-- Extract follows --

Q: My second grader thinks he’s being bullied at school, and my wife is about ready to pull him out and homeschool him. I think the boys are being boys and that the situation will work itself out. How can I convince them of this?
Name Withheld
October 2010

A: While your little one may or may not have fallen prey to a genuine bully, his mother appears to have fallen prey to a world gone ever more haywire when it comes to kids. There is much more at work (and play) in an elementary school than meets the eye. In addition to classroom instruction, there are important lessons being taught on the playground, and achievement in the former setting is, frankly, not as reliable an indicator of future success as adept survival in the latter. Knowing how to spell “apple” or find Madagascar on a globe is nice, but learning how to give a wide berth to the Ritalin-gobbling, hairy-armed hoods who extort lunch moneys and mete out atomic wedgies is a critical skill without which there’s little hope that your boy will be able to navigate the cruel world that lies ahead. Life itself will be your child’s most fearsome bully, and though the wedgies it threatens be metaphorical, they be no less uncomfortable. The Texanist’s own skills were honed on the hard blacktop at Cater Elementary, in Temple, at the hands of one Brutus McSwirlie (names have been changed), but back then there wasn’t any mollycoddling to interfere with the vital transfer of knowledge. It’s not easy these days, what with the no-score sports leagues (sporting contests are decided by scores), participation trophies (worthless to all but those who sell them), and hovering parents (Mrs. Name Withheld needs to ground the helicopter), but your boy, like you and the Texanist and most all boys and girls, will figure it out.

-- Extract concluded --

- **Apply what you read**
1. According to the advice column, where were the Texanist's own skills honed?
2. Rewrite the paragraph of the advice column that begins "A: While your little one" in a shorter form, keeping its main facts.
3. Using the advice column, say whether each statement agrees with it, answering yes or no and quoting the words that decide it.
(a) The letter writer's wife is close to taking their son out of school to homeschool him.
(b) Classroom achievement is called the most reliable indicator of future success.
(c) The boy who thinks he is being bullied is in third grade.

-- Entries provided follows --

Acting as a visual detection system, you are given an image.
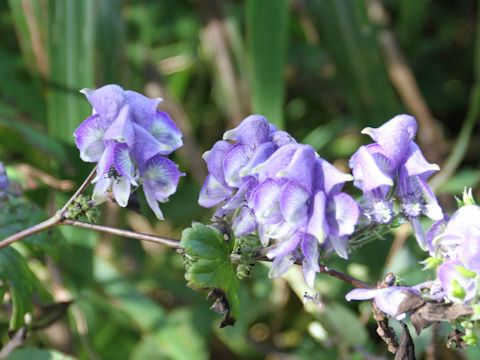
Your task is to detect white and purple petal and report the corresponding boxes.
[80,84,125,123]
[113,143,138,186]
[150,111,183,155]
[198,174,232,207]
[202,140,232,187]
[232,205,257,237]
[279,181,310,227]
[125,90,162,129]
[73,114,110,162]
[223,144,253,187]
[326,193,360,236]
[140,155,185,201]
[103,105,134,147]
[223,115,270,148]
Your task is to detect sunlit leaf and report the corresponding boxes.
[180,223,239,326]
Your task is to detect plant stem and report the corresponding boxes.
[57,166,97,220]
[0,167,97,249]
[0,215,60,249]
[59,219,180,249]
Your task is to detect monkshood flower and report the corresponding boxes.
[198,115,295,236]
[350,115,443,250]
[74,85,184,219]
[345,286,420,321]
[0,162,8,194]
[248,143,359,287]
[427,205,480,303]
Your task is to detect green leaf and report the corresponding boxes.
[311,0,401,126]
[180,223,240,327]
[47,0,95,143]
[247,0,289,129]
[7,348,75,360]
[324,303,368,346]
[0,194,64,255]
[130,308,209,360]
[0,247,51,329]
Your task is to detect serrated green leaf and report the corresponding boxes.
[0,247,52,329]
[180,223,239,325]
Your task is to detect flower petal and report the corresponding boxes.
[350,146,393,192]
[223,144,252,187]
[202,140,232,188]
[314,158,353,194]
[268,254,296,279]
[280,181,310,227]
[267,231,303,259]
[140,155,185,201]
[150,111,183,155]
[301,233,320,272]
[103,105,134,146]
[73,114,109,162]
[223,115,270,148]
[113,143,138,186]
[143,186,164,220]
[125,90,162,129]
[306,191,328,244]
[112,176,131,207]
[232,206,257,237]
[133,123,170,164]
[249,179,283,224]
[362,115,417,167]
[326,193,360,236]
[271,130,297,148]
[198,174,232,208]
[92,141,115,183]
[80,84,125,123]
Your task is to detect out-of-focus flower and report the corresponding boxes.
[345,286,419,320]
[74,85,182,219]
[0,162,8,192]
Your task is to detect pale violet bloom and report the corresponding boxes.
[198,115,295,236]
[345,286,420,321]
[350,115,443,250]
[248,143,359,287]
[74,85,183,219]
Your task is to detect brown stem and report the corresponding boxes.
[0,215,60,249]
[57,166,97,219]
[59,219,180,249]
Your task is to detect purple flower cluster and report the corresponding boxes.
[199,115,359,286]
[74,85,184,219]
[350,115,443,250]
[426,205,480,303]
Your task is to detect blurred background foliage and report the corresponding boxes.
[0,0,480,360]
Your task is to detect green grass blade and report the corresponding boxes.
[47,0,95,143]
[247,0,289,129]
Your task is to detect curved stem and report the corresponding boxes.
[59,220,180,249]
[0,215,60,249]
[57,166,97,219]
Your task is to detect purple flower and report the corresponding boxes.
[198,115,295,236]
[0,162,8,193]
[350,115,443,250]
[345,286,420,320]
[249,144,359,287]
[74,85,183,219]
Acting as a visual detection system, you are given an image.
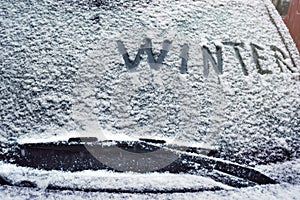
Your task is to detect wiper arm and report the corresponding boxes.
[0,138,275,187]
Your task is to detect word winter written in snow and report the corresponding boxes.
[117,38,296,77]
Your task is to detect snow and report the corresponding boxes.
[0,0,300,199]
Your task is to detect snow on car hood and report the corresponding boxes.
[0,0,300,166]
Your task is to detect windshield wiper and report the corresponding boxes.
[0,138,275,188]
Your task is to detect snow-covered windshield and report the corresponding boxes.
[0,0,300,167]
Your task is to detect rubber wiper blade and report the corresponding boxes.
[0,140,275,187]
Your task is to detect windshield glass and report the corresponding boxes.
[0,0,300,169]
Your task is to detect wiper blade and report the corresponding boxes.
[0,138,275,187]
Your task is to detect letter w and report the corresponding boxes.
[117,40,144,70]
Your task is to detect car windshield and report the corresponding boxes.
[0,0,300,197]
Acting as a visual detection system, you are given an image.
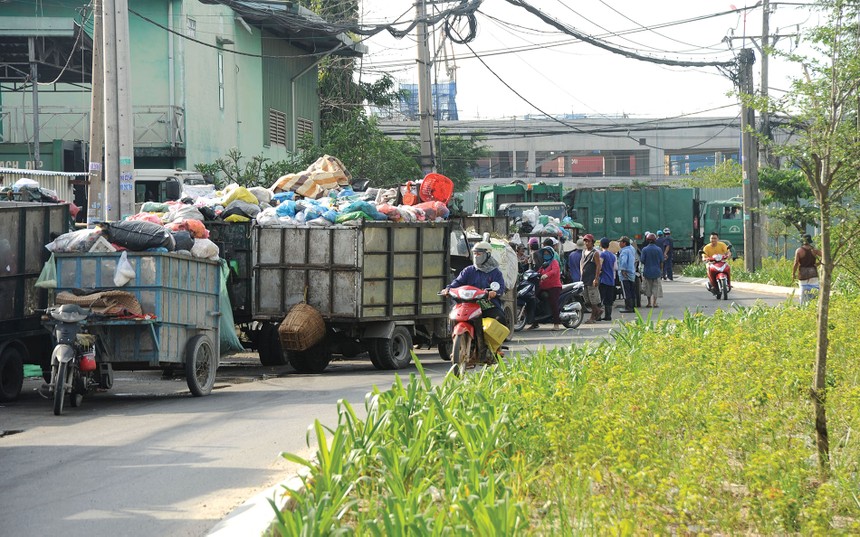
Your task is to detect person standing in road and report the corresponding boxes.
[791,235,821,305]
[538,246,561,330]
[618,235,636,313]
[663,228,675,281]
[579,233,603,324]
[639,233,664,308]
[598,237,617,321]
[567,239,585,282]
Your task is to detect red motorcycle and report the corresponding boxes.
[448,282,507,375]
[707,254,732,300]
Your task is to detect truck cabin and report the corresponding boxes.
[134,170,208,204]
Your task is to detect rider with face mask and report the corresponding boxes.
[442,241,507,358]
[442,241,506,316]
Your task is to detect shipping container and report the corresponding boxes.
[0,201,71,401]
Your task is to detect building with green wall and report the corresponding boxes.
[0,0,363,168]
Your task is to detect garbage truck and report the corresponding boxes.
[0,201,71,402]
[212,221,459,373]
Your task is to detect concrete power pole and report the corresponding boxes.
[87,0,105,227]
[738,48,762,272]
[415,0,436,175]
[102,0,134,221]
[27,37,42,170]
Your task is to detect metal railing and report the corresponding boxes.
[0,106,185,147]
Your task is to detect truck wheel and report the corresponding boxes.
[185,335,218,397]
[436,339,453,362]
[0,345,24,403]
[256,323,287,366]
[287,339,331,373]
[375,326,412,369]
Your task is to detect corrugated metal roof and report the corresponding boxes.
[0,168,89,177]
[200,0,367,56]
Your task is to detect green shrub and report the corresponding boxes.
[276,297,860,535]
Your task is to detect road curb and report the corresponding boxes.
[206,458,310,537]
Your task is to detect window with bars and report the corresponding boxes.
[296,117,314,142]
[269,108,287,147]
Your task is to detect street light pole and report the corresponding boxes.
[415,0,436,175]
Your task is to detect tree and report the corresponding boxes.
[300,110,421,187]
[758,167,818,234]
[752,0,860,478]
[408,131,489,192]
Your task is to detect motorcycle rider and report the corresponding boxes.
[702,231,732,290]
[441,241,508,360]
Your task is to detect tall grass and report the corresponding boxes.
[276,297,860,535]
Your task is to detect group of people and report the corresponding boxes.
[519,228,674,329]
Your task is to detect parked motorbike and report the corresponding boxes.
[44,304,101,416]
[514,270,585,332]
[440,282,508,375]
[705,254,732,300]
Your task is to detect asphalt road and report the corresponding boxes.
[0,281,785,537]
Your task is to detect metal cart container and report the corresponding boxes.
[251,222,454,372]
[55,252,221,396]
[0,201,70,402]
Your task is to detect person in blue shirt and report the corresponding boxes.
[639,233,665,308]
[567,239,585,282]
[618,235,636,313]
[600,237,617,321]
[663,228,675,281]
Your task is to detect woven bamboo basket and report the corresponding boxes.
[278,303,325,351]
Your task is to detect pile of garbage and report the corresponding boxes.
[518,207,582,240]
[42,155,453,260]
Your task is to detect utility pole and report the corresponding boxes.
[87,0,105,228]
[761,0,776,166]
[415,0,436,175]
[27,37,42,170]
[738,48,761,272]
[102,0,134,221]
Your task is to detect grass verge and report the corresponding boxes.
[273,296,860,535]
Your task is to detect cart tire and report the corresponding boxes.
[367,346,385,371]
[185,335,218,397]
[436,339,453,362]
[257,323,287,366]
[375,326,412,369]
[287,339,331,373]
[54,362,69,416]
[0,345,24,403]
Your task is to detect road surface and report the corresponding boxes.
[0,281,785,537]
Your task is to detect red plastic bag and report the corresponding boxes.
[418,173,454,205]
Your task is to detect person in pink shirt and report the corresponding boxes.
[538,247,561,330]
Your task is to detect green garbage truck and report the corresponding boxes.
[565,186,744,262]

-- Entries provided concluded --

- **Your responses**
1. On the hard blacktop at Cater Elementary, in Temple.

2. The boy may or may not have a real bully, but his mother has fallen prey to a world gone haywire about kids. Elementary school teaches lessons on the playground as well as in the classroom, and surviving the playground predicts future success better than classroom achievement does. Learning to avoid the hoods who take lunch money and give wedgies is a critical skill for the cruel world ahead, where life itself will be the worst bully. The Texanist learned this at Cater Elementary, in Temple, from one Brutus McSwirlie (not his real name), when there was no mollycoddling. No-score leagues, participation trophies and hovering parents make it harder today, but the boy, like most children, will figure it out.

3.
(a) Yes: "my wife is about ready to pull him out and homeschool him"
(b) No: "achievement in the former setting is, frankly, not as reliable an indicator of future success as adept survival in the latter"
(c) No: "My second grader thinks he’s being bullied at school"